*Written problem*.
Extract each line of the material below that contains the word "white". Case matters.

*Records for the exercise*.

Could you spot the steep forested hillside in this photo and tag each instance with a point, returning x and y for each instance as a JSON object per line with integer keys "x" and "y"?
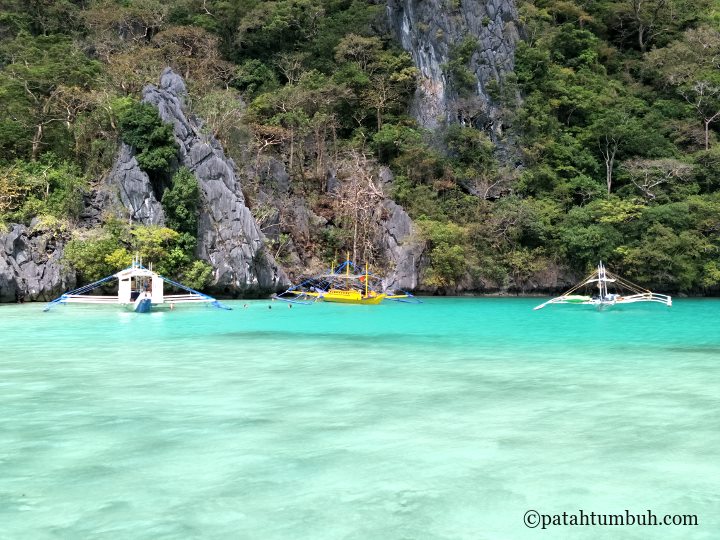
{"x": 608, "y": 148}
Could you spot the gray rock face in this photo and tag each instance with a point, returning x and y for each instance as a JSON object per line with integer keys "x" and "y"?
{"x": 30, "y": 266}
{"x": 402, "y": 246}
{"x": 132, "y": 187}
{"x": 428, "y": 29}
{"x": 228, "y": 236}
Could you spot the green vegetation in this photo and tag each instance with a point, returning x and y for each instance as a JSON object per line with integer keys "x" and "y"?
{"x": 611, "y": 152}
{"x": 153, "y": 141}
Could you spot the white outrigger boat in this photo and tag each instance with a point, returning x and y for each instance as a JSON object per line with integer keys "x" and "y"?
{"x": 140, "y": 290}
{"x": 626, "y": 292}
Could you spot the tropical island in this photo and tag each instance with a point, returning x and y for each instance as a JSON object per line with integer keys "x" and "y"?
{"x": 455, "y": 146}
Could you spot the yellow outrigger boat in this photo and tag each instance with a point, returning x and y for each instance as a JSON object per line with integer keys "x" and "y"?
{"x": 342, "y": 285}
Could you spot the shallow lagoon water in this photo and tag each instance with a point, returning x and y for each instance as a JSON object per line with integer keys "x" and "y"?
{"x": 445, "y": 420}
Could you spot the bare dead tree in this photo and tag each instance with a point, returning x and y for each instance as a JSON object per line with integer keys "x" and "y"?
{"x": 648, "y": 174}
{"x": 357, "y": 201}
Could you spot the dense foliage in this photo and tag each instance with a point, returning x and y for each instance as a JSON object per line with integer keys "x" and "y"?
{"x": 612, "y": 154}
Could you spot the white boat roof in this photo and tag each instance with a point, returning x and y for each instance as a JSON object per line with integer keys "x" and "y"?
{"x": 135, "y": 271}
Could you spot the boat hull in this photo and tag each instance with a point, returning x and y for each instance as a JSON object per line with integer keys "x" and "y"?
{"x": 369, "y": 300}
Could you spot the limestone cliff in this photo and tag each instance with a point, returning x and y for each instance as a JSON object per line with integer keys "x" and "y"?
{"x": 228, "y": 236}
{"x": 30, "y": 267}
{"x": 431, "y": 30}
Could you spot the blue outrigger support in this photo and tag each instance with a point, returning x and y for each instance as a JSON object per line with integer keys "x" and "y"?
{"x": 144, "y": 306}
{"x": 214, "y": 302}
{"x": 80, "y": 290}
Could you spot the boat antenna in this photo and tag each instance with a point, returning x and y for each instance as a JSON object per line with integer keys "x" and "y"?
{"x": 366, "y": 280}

...

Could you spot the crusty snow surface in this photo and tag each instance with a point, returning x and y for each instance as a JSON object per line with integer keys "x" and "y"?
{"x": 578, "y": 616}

*Output for this task*.
Could you spot the white outrigger boat in this photo and tag each instance with a point, returning x and y for each instance as a JSON object per line with integer keys "x" and "y"?
Could you spot the white boat roof in this photo and tag each instance with a point, returning x and y for each instance as a JSON object per line with integer keys "x" and "y"?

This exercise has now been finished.